Activity:
Transcribe the stretch of entries below from the line with "Target: blue flag" through the line with "Report the position of each instance of the spectator", exactly and with both ends included; leave out all other lines.

Saved entries
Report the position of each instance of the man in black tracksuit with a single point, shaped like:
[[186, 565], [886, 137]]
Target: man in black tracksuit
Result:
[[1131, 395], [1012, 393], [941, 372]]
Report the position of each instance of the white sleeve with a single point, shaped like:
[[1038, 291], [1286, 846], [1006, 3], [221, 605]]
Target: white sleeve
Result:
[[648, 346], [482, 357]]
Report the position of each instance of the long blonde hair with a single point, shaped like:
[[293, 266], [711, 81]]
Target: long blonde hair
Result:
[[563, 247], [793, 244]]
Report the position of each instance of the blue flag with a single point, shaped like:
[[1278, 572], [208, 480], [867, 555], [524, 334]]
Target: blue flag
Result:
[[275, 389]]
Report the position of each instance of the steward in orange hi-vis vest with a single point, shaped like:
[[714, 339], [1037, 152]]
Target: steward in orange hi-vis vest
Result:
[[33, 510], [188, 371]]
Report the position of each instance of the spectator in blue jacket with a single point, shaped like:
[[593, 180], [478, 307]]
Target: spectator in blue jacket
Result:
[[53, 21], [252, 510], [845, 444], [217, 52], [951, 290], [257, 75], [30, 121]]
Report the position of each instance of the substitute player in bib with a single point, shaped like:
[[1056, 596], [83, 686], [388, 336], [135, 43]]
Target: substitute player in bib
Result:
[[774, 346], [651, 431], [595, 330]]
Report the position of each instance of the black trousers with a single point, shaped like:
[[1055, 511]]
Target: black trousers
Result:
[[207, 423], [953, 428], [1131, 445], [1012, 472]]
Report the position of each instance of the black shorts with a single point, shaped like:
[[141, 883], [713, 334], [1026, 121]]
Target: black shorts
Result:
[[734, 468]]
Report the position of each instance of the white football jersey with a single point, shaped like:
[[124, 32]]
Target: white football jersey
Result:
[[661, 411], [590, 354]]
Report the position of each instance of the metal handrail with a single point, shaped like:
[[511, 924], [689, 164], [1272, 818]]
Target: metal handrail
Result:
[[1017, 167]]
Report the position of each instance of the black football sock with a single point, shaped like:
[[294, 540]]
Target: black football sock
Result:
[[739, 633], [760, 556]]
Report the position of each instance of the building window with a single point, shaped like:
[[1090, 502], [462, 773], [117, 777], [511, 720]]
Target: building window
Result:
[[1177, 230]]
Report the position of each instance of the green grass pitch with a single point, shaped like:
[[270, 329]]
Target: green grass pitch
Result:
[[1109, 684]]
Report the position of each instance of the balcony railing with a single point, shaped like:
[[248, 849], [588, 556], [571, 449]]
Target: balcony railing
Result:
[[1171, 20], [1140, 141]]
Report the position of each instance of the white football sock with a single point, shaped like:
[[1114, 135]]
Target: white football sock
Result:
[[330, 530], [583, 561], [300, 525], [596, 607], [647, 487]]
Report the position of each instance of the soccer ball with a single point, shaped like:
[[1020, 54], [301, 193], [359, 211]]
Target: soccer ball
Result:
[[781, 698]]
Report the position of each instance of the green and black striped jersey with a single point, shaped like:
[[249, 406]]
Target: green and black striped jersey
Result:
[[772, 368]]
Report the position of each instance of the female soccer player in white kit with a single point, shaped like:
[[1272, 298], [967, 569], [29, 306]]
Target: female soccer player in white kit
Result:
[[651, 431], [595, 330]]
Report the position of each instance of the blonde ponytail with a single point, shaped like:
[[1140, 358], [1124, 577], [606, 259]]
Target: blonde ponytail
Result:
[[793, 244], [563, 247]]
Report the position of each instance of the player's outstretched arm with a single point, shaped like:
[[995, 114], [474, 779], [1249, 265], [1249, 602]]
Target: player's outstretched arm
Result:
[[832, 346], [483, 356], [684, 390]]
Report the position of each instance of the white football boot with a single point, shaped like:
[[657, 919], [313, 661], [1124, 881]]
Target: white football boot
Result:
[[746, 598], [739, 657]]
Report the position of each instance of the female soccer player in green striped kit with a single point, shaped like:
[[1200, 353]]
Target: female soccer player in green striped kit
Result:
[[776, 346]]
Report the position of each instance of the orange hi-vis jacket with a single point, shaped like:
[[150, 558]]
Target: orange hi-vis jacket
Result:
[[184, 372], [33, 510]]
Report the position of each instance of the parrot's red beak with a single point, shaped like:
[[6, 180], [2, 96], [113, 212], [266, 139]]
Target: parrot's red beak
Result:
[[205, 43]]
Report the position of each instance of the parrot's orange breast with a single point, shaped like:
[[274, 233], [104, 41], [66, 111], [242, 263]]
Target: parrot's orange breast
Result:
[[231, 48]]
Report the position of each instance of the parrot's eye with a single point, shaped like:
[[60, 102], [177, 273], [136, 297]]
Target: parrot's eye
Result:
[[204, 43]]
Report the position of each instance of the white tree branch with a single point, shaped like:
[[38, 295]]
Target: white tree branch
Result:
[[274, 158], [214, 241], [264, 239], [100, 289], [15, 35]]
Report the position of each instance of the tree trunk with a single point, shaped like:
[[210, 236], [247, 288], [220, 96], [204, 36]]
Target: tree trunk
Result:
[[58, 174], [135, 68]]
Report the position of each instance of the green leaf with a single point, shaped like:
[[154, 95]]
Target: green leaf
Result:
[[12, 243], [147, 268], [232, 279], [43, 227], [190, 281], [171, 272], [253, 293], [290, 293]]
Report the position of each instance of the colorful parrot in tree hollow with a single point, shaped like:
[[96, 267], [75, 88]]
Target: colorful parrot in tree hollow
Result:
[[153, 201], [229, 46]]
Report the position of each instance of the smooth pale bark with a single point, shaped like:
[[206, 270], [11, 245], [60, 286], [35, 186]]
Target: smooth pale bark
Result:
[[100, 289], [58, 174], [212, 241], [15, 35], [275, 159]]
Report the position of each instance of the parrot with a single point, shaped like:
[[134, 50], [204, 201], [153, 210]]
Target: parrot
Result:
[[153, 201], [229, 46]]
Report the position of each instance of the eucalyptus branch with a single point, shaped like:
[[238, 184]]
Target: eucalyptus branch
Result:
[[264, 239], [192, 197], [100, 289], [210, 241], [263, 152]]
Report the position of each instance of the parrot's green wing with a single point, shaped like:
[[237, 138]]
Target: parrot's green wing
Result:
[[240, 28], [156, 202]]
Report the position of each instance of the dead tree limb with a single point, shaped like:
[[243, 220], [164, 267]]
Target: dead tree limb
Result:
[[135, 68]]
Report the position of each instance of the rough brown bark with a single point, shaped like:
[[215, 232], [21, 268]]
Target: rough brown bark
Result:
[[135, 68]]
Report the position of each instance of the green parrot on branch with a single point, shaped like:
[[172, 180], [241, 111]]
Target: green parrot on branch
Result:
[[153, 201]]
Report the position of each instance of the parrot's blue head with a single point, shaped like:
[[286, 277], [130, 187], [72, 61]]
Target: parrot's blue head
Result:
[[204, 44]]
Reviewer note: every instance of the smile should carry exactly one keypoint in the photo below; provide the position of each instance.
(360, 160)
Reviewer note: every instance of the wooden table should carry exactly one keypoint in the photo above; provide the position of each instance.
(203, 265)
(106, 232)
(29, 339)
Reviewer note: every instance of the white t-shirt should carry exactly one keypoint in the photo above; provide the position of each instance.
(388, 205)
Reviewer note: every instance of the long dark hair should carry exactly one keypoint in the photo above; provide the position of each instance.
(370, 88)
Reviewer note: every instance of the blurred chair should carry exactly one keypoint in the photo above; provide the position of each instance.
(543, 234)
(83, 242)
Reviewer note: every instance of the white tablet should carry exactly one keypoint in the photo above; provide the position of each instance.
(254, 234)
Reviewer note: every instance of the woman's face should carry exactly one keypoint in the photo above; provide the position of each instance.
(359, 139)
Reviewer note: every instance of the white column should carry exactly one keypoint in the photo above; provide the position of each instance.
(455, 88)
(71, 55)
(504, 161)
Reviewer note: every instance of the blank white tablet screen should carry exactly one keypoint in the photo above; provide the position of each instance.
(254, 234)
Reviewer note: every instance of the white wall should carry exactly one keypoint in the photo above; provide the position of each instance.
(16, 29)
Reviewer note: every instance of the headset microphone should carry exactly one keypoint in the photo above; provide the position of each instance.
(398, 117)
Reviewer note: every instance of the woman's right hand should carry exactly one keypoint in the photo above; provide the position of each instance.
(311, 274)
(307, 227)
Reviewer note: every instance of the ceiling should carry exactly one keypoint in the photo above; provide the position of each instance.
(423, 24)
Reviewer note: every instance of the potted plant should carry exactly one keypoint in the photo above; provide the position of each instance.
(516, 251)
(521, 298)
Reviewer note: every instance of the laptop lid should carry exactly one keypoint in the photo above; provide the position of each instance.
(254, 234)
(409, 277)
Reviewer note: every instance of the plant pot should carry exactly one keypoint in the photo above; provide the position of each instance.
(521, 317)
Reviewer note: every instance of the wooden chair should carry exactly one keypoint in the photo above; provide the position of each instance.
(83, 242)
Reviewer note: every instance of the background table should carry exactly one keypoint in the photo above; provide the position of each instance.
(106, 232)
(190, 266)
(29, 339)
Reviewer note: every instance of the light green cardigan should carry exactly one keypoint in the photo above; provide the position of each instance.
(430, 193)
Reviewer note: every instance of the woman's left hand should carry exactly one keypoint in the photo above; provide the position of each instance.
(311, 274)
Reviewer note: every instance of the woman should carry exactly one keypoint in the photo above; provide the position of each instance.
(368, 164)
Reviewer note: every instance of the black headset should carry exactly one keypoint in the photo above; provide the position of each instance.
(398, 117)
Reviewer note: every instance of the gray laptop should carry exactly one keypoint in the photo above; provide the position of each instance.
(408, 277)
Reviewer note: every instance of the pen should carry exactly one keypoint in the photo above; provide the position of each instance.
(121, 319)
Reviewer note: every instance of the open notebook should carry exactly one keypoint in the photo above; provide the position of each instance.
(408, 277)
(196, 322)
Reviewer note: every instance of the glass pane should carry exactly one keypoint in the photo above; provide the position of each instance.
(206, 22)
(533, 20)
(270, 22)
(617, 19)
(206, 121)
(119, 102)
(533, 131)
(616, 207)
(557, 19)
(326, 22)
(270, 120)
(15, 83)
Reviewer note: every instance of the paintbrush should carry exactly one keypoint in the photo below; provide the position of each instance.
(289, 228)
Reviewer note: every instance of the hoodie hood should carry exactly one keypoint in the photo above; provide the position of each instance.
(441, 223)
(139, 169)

Problem solution:
Target: blue flag
Result:
[[275, 389]]
Report the position of each instance of the steward in orange hi-vis vest with a single point, shaped like:
[[714, 339], [1037, 152]]
Target: steward in orange hi-vis vest
Result:
[[33, 510], [188, 371]]
Report the position of each instance of the spectator in blue jacket with a single point, shaped like:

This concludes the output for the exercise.